*What is needed*.
Report how many lines in the data include the string "shirt", and add nothing else.

++++ Dataset records ++++

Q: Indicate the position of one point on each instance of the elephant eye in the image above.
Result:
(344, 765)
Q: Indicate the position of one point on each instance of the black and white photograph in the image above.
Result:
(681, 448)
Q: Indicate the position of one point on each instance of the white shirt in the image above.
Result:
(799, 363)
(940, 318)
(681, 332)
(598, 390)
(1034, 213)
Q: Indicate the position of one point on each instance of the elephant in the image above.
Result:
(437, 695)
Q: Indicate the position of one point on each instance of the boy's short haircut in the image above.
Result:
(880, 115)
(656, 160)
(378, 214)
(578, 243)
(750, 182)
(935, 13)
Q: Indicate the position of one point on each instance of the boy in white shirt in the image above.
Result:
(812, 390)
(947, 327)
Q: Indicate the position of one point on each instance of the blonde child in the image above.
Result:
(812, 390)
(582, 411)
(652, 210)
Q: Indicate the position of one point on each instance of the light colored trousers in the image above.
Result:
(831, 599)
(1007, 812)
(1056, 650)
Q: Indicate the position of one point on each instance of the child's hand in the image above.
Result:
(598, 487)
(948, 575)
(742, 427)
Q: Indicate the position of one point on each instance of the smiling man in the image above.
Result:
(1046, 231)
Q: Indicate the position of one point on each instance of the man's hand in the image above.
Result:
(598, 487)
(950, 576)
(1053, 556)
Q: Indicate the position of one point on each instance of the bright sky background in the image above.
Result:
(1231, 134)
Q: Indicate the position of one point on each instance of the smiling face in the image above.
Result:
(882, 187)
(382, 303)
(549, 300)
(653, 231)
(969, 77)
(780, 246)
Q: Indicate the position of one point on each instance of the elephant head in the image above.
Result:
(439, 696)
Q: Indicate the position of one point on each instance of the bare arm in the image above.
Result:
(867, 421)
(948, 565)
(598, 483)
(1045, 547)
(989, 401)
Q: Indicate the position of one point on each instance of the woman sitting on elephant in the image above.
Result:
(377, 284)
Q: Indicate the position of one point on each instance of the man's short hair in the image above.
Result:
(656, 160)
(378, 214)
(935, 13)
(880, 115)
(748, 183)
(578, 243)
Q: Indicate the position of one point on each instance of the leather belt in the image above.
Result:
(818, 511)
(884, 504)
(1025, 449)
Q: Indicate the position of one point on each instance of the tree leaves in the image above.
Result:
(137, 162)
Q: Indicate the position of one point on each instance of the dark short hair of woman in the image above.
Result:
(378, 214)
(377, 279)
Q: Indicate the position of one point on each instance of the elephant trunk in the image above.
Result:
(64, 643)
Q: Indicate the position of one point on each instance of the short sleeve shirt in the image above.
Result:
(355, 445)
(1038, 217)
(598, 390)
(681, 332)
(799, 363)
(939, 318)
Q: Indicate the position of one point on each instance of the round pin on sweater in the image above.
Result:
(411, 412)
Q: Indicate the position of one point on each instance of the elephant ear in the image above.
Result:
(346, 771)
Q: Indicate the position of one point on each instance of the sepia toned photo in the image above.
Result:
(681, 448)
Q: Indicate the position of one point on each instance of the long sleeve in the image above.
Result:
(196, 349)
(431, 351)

++++

*Written answer*.
3